◆ Given records:
# # #

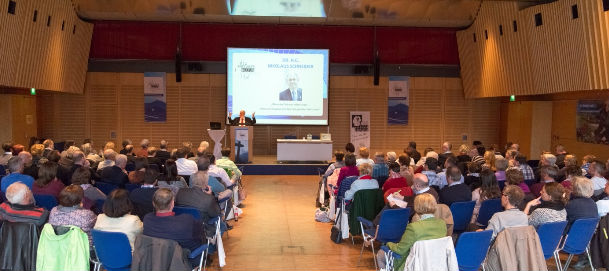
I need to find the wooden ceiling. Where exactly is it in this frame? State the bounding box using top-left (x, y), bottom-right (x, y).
top-left (73, 0), bottom-right (553, 28)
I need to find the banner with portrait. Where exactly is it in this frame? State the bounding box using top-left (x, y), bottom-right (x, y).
top-left (350, 111), bottom-right (370, 154)
top-left (577, 99), bottom-right (609, 144)
top-left (144, 72), bottom-right (167, 122)
top-left (388, 76), bottom-right (409, 125)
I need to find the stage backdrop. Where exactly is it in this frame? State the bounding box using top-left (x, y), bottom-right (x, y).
top-left (144, 72), bottom-right (167, 122)
top-left (350, 111), bottom-right (370, 154)
top-left (577, 99), bottom-right (609, 144)
top-left (388, 76), bottom-right (409, 125)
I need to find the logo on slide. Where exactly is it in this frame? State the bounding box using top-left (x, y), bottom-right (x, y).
top-left (237, 61), bottom-right (255, 79)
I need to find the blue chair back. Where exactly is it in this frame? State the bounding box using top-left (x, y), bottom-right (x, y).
top-left (173, 206), bottom-right (201, 220)
top-left (91, 230), bottom-right (132, 271)
top-left (536, 220), bottom-right (568, 259)
top-left (0, 164), bottom-right (5, 177)
top-left (562, 217), bottom-right (600, 254)
top-left (33, 194), bottom-right (58, 211)
top-left (376, 175), bottom-right (389, 188)
top-left (376, 208), bottom-right (410, 243)
top-left (455, 230), bottom-right (493, 271)
top-left (450, 201), bottom-right (476, 233)
top-left (125, 183), bottom-right (141, 193)
top-left (95, 182), bottom-right (118, 195)
top-left (476, 198), bottom-right (502, 227)
top-left (337, 176), bottom-right (358, 199)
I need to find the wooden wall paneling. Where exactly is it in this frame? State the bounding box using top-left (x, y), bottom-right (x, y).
top-left (11, 95), bottom-right (37, 146)
top-left (328, 76), bottom-right (356, 152)
top-left (0, 0), bottom-right (22, 86)
top-left (0, 95), bottom-right (12, 143)
top-left (530, 101), bottom-right (553, 156)
top-left (409, 77), bottom-right (444, 151)
top-left (176, 74), bottom-right (211, 149)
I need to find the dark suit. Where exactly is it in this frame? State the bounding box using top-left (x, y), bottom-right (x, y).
top-left (57, 164), bottom-right (82, 186)
top-left (439, 183), bottom-right (472, 206)
top-left (143, 213), bottom-right (203, 252)
top-left (279, 88), bottom-right (302, 101)
top-left (130, 187), bottom-right (158, 220)
top-left (147, 157), bottom-right (163, 172)
top-left (176, 188), bottom-right (221, 237)
top-left (156, 150), bottom-right (170, 164)
top-left (228, 116), bottom-right (256, 126)
top-left (100, 165), bottom-right (128, 187)
top-left (438, 152), bottom-right (455, 169)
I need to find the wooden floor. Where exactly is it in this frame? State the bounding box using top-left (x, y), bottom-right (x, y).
top-left (208, 175), bottom-right (593, 271)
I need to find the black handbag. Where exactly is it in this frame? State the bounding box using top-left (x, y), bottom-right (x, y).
top-left (330, 225), bottom-right (342, 244)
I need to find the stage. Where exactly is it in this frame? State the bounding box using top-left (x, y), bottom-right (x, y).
top-left (236, 155), bottom-right (330, 175)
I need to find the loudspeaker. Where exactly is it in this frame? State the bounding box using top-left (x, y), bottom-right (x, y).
top-left (175, 52), bottom-right (182, 82)
top-left (373, 51), bottom-right (380, 86)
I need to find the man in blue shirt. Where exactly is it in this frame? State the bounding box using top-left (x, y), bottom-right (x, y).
top-left (1, 157), bottom-right (34, 192)
top-left (371, 152), bottom-right (389, 181)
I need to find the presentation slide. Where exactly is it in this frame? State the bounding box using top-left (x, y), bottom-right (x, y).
top-left (227, 48), bottom-right (329, 125)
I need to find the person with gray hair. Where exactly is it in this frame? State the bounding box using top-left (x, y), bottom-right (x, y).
top-left (589, 160), bottom-right (608, 195)
top-left (1, 157), bottom-right (34, 192)
top-left (19, 151), bottom-right (38, 179)
top-left (175, 171), bottom-right (221, 238)
top-left (406, 173), bottom-right (440, 210)
top-left (156, 139), bottom-right (171, 165)
top-left (100, 154), bottom-right (129, 187)
top-left (136, 139), bottom-right (150, 158)
top-left (565, 176), bottom-right (598, 235)
top-left (279, 71), bottom-right (302, 101)
top-left (97, 149), bottom-right (116, 172)
top-left (344, 163), bottom-right (379, 200)
top-left (0, 182), bottom-right (49, 227)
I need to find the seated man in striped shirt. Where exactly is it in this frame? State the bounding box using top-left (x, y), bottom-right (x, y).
top-left (0, 182), bottom-right (49, 227)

# # #

Write every line above again exactly, but leave the pictures out.

◆ Answer to this exercise:
I need to find the wooden ceiling. Where exactly is it in this frame? State the bounding box using top-left (x, y), bottom-right (x, y).
top-left (73, 0), bottom-right (553, 28)
I need to find the banner with portrait. Where exactly is it in this frame? State the bounding box using top-left (x, y), bottom-right (x, y).
top-left (350, 111), bottom-right (370, 154)
top-left (577, 99), bottom-right (609, 144)
top-left (144, 72), bottom-right (167, 122)
top-left (388, 76), bottom-right (409, 125)
I need to find the stage backdrop. Where exactly is it in this frame? State the bounding box using top-left (x, y), bottom-right (x, y).
top-left (144, 72), bottom-right (167, 122)
top-left (350, 111), bottom-right (370, 154)
top-left (577, 99), bottom-right (609, 144)
top-left (388, 76), bottom-right (409, 125)
I need to find the logo on slide. Where exactly is it in this frame? State the bounding box using top-left (x, y), bottom-right (x, y).
top-left (237, 61), bottom-right (255, 79)
I need to find the blue chair back. Where exactly is it in this frame? State the bounding box using top-left (x, y), bottom-right (x, y).
top-left (173, 206), bottom-right (201, 220)
top-left (91, 230), bottom-right (132, 271)
top-left (536, 220), bottom-right (568, 259)
top-left (0, 164), bottom-right (5, 177)
top-left (562, 217), bottom-right (600, 254)
top-left (33, 194), bottom-right (58, 211)
top-left (376, 175), bottom-right (389, 188)
top-left (376, 208), bottom-right (410, 243)
top-left (455, 230), bottom-right (493, 271)
top-left (450, 201), bottom-right (476, 233)
top-left (125, 183), bottom-right (141, 193)
top-left (95, 182), bottom-right (118, 195)
top-left (476, 198), bottom-right (502, 227)
top-left (337, 176), bottom-right (358, 199)
I need to find the wooden wall paneling. Where exactly is it in this frame? State the bounding box using top-left (x, y), bottom-right (x, y).
top-left (11, 95), bottom-right (37, 146)
top-left (328, 76), bottom-right (356, 152)
top-left (0, 0), bottom-right (22, 86)
top-left (0, 95), bottom-right (12, 143)
top-left (530, 101), bottom-right (553, 156)
top-left (409, 77), bottom-right (444, 151)
top-left (176, 74), bottom-right (211, 149)
I need to find the dark suit. Where exactly is it in this frame? State the bounding box using top-left (x, y), bottom-right (x, y).
top-left (57, 164), bottom-right (82, 186)
top-left (439, 183), bottom-right (472, 206)
top-left (143, 213), bottom-right (203, 252)
top-left (279, 88), bottom-right (302, 101)
top-left (130, 187), bottom-right (158, 220)
top-left (147, 157), bottom-right (163, 172)
top-left (176, 188), bottom-right (221, 237)
top-left (156, 150), bottom-right (170, 164)
top-left (228, 116), bottom-right (256, 126)
top-left (100, 165), bottom-right (128, 187)
top-left (438, 152), bottom-right (455, 169)
I need to find the wooden floor. Where exactly is it in this frame? State the bounding box using top-left (x, y), bottom-right (x, y).
top-left (208, 175), bottom-right (593, 271)
I need to find the black handbag. Where exactly is it in this frame? State the bounding box using top-left (x, y), bottom-right (x, y).
top-left (330, 225), bottom-right (342, 244)
I need to find the stage. Where exactly is it in this frame? State the bounding box using top-left (x, y), bottom-right (x, y).
top-left (236, 155), bottom-right (330, 175)
I need to find the loudspeaker. Where exactly is it in this frame? State the bounding box using top-left (x, y), bottom-right (x, y).
top-left (175, 52), bottom-right (182, 82)
top-left (373, 51), bottom-right (380, 86)
I need to find the man in blue shirt. Where exactly is it in this frame? State the bounding box using top-left (x, y), bottom-right (x, y).
top-left (1, 157), bottom-right (34, 192)
top-left (371, 152), bottom-right (389, 181)
I need to find the presentation slide. Where exactly is it in this frame? State the bounding box using top-left (x, y), bottom-right (x, y).
top-left (227, 48), bottom-right (329, 125)
I need to find the person with gray hair. Where exactly is it in this frame? State the bounding box using top-left (x, y), bottom-right (x, y).
top-left (589, 160), bottom-right (608, 195)
top-left (1, 157), bottom-right (34, 192)
top-left (19, 151), bottom-right (38, 179)
top-left (175, 171), bottom-right (221, 238)
top-left (406, 173), bottom-right (440, 210)
top-left (156, 139), bottom-right (171, 165)
top-left (100, 154), bottom-right (129, 187)
top-left (136, 139), bottom-right (150, 158)
top-left (565, 176), bottom-right (598, 235)
top-left (279, 71), bottom-right (302, 101)
top-left (97, 149), bottom-right (116, 172)
top-left (344, 163), bottom-right (379, 200)
top-left (0, 182), bottom-right (49, 227)
I need to find the seated man in striped shirt. Where exactly is it in this frame? State the bounding box using top-left (x, y), bottom-right (x, y).
top-left (0, 182), bottom-right (49, 227)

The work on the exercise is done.